++++ Provided information ++++

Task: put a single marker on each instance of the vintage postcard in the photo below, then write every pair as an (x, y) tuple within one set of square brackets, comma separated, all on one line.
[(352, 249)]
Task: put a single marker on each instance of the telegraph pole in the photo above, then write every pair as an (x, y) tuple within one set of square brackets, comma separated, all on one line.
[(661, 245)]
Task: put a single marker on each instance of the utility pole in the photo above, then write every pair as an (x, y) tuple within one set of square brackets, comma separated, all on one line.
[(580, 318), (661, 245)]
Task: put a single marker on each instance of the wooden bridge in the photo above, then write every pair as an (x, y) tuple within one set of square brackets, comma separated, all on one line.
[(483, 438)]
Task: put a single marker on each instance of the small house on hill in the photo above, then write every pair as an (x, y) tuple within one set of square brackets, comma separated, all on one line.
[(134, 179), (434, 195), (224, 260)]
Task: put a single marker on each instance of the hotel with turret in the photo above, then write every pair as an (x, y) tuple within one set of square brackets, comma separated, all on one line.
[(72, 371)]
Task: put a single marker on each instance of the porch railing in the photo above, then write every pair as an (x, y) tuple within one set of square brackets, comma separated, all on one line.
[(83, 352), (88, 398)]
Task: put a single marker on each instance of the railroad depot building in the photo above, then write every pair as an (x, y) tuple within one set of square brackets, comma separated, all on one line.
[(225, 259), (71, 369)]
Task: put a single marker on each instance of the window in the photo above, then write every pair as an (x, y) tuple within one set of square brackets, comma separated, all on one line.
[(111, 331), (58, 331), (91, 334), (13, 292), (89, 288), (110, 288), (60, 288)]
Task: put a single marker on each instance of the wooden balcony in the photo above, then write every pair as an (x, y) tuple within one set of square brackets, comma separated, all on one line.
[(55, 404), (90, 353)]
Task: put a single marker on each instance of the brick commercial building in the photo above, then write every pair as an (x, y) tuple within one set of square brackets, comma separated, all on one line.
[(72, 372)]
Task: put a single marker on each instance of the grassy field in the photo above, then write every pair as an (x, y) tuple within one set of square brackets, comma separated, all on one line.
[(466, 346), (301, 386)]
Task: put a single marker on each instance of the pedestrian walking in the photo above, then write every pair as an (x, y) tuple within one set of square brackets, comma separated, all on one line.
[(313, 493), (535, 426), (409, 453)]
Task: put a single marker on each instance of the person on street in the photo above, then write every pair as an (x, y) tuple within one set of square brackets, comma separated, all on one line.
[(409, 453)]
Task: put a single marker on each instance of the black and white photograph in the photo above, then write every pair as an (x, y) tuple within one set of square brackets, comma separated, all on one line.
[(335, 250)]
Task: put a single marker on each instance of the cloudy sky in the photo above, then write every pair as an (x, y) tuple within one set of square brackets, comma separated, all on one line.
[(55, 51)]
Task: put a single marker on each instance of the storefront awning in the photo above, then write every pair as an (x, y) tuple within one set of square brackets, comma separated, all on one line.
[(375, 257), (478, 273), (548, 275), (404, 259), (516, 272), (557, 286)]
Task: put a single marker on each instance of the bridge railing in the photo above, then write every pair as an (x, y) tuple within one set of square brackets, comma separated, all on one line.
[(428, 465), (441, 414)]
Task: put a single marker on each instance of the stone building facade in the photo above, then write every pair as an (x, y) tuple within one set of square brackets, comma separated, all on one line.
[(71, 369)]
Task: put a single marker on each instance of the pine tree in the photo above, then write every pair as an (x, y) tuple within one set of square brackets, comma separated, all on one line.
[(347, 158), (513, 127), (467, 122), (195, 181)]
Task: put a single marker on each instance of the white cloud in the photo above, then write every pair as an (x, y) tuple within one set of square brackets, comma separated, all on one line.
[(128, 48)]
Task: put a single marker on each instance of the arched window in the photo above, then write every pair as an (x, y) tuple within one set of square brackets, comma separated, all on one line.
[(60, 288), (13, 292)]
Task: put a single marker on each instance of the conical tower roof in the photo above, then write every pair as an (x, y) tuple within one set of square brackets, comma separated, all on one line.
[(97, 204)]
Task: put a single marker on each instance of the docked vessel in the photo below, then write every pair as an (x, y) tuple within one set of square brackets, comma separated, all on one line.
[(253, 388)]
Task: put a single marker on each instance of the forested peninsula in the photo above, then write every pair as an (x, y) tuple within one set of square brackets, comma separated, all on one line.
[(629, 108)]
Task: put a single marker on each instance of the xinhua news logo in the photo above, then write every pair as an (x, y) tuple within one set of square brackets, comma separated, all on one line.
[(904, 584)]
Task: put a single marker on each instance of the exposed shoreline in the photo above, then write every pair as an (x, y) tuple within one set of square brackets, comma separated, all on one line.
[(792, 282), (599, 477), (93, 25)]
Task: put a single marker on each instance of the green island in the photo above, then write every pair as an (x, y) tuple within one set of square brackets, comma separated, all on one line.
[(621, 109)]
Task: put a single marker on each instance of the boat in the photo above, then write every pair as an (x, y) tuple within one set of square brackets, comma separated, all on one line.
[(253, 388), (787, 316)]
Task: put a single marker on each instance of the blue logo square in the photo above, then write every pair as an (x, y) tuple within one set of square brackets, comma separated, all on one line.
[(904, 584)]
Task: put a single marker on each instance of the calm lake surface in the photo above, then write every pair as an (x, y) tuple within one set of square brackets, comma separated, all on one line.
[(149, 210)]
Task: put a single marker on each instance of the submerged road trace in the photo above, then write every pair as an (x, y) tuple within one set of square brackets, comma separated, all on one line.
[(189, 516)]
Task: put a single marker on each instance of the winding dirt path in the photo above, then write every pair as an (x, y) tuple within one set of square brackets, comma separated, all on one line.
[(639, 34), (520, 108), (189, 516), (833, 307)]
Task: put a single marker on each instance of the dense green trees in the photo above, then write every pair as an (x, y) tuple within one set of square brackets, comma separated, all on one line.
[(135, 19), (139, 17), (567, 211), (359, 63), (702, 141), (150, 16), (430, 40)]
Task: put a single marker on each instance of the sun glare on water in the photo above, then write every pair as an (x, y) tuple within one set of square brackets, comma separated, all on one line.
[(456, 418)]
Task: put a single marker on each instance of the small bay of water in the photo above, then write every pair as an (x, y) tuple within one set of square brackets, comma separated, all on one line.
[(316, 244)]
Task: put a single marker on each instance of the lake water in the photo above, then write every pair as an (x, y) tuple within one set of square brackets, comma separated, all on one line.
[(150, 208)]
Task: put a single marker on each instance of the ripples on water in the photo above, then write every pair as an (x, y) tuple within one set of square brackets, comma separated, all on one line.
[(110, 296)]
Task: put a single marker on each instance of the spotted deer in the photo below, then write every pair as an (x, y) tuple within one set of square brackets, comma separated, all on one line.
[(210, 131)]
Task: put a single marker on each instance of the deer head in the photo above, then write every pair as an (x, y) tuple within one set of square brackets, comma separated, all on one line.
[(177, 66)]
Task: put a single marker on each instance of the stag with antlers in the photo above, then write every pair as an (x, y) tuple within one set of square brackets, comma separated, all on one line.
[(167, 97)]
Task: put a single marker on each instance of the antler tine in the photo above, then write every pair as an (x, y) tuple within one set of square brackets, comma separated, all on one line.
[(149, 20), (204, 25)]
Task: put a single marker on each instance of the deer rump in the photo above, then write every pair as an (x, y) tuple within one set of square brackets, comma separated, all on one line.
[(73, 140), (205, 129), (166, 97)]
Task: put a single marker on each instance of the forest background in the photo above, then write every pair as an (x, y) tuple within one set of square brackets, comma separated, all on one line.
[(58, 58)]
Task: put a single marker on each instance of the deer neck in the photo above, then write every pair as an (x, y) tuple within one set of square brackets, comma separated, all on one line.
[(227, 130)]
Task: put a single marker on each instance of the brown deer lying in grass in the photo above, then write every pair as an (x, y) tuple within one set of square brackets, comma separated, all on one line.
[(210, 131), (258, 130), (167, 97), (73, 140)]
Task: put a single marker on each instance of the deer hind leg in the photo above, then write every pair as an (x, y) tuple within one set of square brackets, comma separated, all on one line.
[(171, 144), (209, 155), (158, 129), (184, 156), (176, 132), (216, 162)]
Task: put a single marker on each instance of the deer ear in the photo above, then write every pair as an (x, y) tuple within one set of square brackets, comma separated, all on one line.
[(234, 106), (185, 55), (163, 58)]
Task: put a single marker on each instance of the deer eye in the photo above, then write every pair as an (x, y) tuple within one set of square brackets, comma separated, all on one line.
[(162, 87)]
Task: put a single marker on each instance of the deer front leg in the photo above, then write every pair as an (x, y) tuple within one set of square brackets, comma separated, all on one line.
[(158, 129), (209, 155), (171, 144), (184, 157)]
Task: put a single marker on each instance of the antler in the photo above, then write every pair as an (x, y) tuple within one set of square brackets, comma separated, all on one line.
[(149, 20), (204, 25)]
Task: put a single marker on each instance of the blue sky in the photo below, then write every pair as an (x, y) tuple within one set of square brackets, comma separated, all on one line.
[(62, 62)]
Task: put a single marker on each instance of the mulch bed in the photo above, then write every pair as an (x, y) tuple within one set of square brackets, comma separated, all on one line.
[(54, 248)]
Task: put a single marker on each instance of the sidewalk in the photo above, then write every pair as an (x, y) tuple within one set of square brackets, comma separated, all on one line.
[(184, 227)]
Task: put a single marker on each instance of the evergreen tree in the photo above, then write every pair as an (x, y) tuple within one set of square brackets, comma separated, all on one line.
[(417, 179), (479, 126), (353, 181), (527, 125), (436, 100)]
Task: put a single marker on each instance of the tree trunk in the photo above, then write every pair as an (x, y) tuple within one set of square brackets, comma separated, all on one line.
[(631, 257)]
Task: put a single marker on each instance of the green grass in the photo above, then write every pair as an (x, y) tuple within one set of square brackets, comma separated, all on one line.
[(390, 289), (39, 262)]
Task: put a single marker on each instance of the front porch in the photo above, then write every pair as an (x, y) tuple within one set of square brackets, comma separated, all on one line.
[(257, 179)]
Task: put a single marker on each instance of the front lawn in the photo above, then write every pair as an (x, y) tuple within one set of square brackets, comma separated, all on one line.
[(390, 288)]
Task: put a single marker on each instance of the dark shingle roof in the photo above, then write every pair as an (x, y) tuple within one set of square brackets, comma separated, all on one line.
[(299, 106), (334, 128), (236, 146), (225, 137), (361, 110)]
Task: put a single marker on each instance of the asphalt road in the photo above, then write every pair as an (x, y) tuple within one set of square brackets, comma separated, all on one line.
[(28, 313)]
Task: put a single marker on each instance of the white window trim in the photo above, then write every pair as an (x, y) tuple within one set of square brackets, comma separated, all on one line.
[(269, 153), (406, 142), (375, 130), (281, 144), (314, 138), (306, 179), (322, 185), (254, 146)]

++++

Your task - Please repeat the records from the line containing "the front porch" up to and including the line containing "[(257, 179)]", shifting each coordinate in the answers by adding 24 to every number.

Result of the task -
Task: put a single marker on each instance of the front porch in the photo above, then write every pair as an (x, y) tuple within one set of square brackets, comma separated, all on one line.
[(281, 203)]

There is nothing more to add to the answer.